■ STATED GOAL A
In the environmental responsibility text below, what are organizations disclosing significantly more of?

1.  Environmental Responsibility

1)      From Compliance to Leadership

Compliance with government regulations is a key external driver and the legally required must-do task for business today. Engaging with sustainability to meet obligations in environmental responsibility will decide business decisions and options to meet regulations, then for efficiency and ultimately for market leadership.
  • Reducing energy use & waste & Emissions in operations
  • Managing corporate reputation for sustainability
  • Proactively responding to regulatory constraints or opportunities
  • Leveraging sustainability of existing products to reach new customers or markets
  • Improving employee retention and/or motivation related to sustainability activities
  • Mitigating operational risk related to climate change
  • Achieving higher prices or greater market share from sustainable products
  • Committing R&D resources to sustainable products, managing portfolio to capture trends in sustainability
2) From Practitioner to Advocate & Educator

When we look at the hyper rising costs of energy in recent years,  it is probably top three most expensive unmanaged cost for any Fortune 500 company, and especially become the biggest concern for many energy-dependent businesses, they need become advocates and educators for corporate-wide environmental sustainability initiatives, also transcribes a path that converts outside concerns into inside engagement, it becomes significatn component of every busienss decision large or small,  focus on growth, reputation management, and return on capital. It  also need an integrated view that blends financial,nvironmental, and social performance.

From businesses governance discipline, organizations are disclosing significantly more nonfinancial information that underpins how value is and will be created. Disclosures include detailed plans for low-carbon products and services, and employee incentives to reduce greenhouse gas emissions.

■ DATA FOR THE TASK
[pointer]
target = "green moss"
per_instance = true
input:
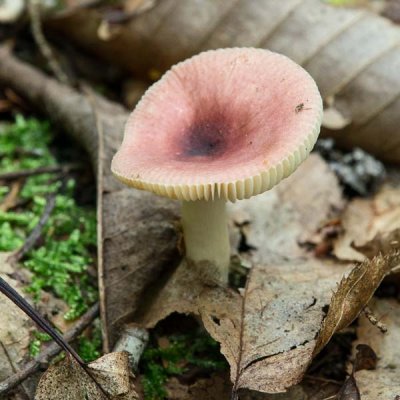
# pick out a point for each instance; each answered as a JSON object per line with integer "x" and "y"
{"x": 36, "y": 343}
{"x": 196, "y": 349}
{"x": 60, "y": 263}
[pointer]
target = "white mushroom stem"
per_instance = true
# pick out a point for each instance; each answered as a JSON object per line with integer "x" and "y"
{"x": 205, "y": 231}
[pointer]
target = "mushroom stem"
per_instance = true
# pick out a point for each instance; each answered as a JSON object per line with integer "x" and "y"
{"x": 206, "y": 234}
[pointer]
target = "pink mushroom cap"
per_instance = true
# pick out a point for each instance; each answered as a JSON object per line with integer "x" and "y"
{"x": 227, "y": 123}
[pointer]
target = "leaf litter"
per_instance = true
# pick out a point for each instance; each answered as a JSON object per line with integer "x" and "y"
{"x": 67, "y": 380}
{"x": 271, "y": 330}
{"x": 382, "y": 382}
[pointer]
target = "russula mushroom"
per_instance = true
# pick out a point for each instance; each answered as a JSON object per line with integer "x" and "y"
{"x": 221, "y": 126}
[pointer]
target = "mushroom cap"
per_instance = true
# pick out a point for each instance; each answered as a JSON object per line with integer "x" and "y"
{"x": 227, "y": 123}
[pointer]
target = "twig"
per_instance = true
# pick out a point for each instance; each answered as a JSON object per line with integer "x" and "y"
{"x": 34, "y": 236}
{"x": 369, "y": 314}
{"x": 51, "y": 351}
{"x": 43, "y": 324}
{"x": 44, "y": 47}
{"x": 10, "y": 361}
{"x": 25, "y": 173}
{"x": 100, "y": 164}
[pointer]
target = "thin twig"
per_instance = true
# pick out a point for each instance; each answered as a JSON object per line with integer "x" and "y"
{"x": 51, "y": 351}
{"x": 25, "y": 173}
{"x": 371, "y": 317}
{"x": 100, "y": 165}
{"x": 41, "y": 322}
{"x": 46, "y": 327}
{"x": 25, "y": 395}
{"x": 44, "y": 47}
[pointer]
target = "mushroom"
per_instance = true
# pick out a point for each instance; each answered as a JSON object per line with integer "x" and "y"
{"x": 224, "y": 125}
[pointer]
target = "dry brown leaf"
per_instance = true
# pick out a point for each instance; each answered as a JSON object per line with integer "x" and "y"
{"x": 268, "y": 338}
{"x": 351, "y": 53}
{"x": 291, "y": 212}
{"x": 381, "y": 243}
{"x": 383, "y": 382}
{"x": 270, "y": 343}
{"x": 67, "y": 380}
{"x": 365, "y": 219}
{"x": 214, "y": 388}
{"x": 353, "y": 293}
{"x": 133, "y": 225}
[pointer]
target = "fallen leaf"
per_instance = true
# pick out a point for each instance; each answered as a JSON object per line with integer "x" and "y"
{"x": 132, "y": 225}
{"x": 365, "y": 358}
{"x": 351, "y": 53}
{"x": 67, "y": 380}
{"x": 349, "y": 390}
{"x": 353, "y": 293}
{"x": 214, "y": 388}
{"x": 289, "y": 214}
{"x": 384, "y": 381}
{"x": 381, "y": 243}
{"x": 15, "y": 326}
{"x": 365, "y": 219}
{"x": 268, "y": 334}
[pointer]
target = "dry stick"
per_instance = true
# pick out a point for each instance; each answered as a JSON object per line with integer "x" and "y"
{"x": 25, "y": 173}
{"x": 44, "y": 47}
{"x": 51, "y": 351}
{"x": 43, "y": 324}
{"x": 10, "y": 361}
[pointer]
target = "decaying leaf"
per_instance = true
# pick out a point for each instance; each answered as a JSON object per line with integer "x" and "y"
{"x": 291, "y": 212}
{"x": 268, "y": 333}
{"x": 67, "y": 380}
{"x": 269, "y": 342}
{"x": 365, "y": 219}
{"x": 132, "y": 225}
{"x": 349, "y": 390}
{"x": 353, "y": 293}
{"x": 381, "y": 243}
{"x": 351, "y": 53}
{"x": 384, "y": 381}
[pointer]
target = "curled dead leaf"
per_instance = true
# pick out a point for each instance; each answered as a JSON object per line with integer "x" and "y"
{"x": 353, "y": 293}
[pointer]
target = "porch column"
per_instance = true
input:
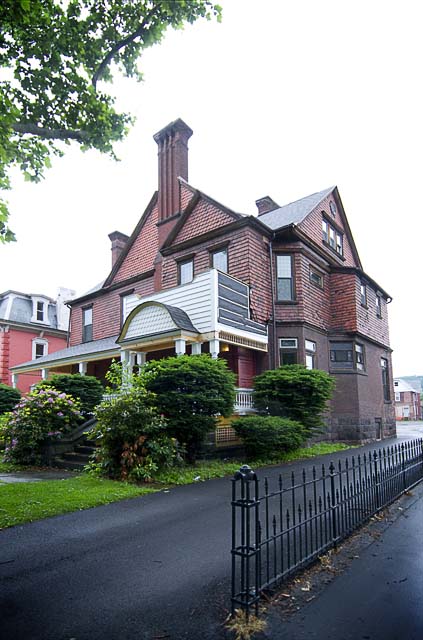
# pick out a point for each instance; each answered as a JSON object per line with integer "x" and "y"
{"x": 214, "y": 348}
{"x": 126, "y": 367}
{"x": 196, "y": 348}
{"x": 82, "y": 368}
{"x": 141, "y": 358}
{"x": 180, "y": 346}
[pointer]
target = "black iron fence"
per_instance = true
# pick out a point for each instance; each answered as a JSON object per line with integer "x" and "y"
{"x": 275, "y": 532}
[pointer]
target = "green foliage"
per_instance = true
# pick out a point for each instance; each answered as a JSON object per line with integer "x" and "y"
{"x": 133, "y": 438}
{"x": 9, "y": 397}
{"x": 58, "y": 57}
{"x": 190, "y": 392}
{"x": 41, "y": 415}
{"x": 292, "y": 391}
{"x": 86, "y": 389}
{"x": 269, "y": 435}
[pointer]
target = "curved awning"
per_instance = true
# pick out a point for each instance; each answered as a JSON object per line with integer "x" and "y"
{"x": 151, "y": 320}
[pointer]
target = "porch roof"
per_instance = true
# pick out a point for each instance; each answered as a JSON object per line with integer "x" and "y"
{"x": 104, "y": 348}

■ STATED GOAL B
Find each line of the listing above that contains the string "stem" and copy those lines out in full. Case counts.

■ WRITTEN ANSWER A
Nonfinancial information that underpins how value is and will be created.

■ WRITTEN ANSWER B
target = "white mushroom stem"
target = "mushroom stem"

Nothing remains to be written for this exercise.